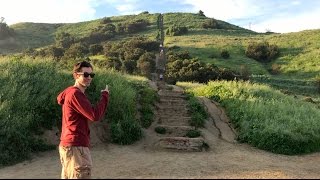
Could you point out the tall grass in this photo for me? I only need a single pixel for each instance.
(265, 117)
(28, 104)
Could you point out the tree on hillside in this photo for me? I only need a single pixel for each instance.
(201, 13)
(64, 40)
(5, 30)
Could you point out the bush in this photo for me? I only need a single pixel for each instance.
(160, 130)
(225, 54)
(193, 133)
(95, 49)
(262, 52)
(199, 114)
(211, 24)
(176, 30)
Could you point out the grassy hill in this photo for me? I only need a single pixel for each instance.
(298, 60)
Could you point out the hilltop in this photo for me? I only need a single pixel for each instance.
(298, 51)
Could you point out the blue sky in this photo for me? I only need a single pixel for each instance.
(281, 16)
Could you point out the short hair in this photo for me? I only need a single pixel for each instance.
(77, 67)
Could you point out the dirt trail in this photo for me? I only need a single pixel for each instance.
(224, 159)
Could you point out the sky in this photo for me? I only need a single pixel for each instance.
(282, 16)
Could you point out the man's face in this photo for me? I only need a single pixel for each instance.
(81, 76)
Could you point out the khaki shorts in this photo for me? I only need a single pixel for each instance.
(76, 162)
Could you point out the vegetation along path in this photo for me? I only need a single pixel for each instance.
(148, 158)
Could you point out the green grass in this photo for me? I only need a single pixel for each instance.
(28, 104)
(265, 117)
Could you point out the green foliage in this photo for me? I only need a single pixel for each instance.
(193, 133)
(146, 64)
(211, 24)
(201, 13)
(132, 26)
(198, 113)
(147, 99)
(262, 52)
(77, 50)
(95, 49)
(5, 31)
(26, 106)
(160, 130)
(32, 87)
(289, 86)
(125, 132)
(266, 118)
(55, 52)
(176, 30)
(64, 40)
(225, 54)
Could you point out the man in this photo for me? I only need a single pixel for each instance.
(77, 111)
★ ★ ★ ★ ★ ★ ★
Exercise aim: Give the listing above again in its entirety and exactly; do not include the pictures.

Written solution:
Could you point out the tall grass in this photo for me? I only need a single pixel for each instance.
(265, 117)
(28, 104)
Could you point out the tree on hillside in this photo for me? I only need a single pixel for each instance.
(201, 13)
(64, 40)
(5, 30)
Could you point out the bush in this photo for me? I only need a single pixel for each instance.
(160, 130)
(225, 54)
(193, 133)
(95, 49)
(262, 52)
(199, 114)
(211, 24)
(176, 30)
Could you point out the grassy hill in this photo for me? I only need a single pixel for each instance.
(298, 60)
Could you point out the hilltop in this photo for me? I only need a single pixel for each instance.
(298, 51)
Could you point out the blue sky in this photo for me? I only need a single pixel for each instance.
(281, 16)
Could you point out the short hair in this photo for me? I only need a single pixel for each instance.
(77, 67)
Could you point out the dirt trail in this photo for me? I only need a single pixel for each instance.
(224, 159)
Could you point out the sky in this photo for me? I only need a single pixel for each instance.
(282, 16)
Could you point out the man's face in this photo for me? I only need a single pixel for each instance.
(81, 76)
Could you point out the khaki shorts in this photo for me? I only need a single pixel for each instance.
(76, 162)
Could you point out the vegetation along path in this photo for me? I only need a single pixel for each instance.
(148, 158)
Could you point out the green grass in this photo for me? I only need a single pixel for each instance.
(28, 104)
(265, 117)
Could you point out the green foliage in this photo for me? I only need a single pixel for each instance.
(193, 133)
(146, 64)
(211, 24)
(201, 13)
(132, 26)
(198, 113)
(147, 99)
(262, 52)
(77, 50)
(95, 49)
(5, 31)
(26, 106)
(160, 130)
(32, 87)
(289, 86)
(125, 132)
(266, 118)
(55, 52)
(176, 30)
(64, 40)
(225, 54)
Could you point out the man in this photo for me? I only need a single pixel for each instance.
(77, 111)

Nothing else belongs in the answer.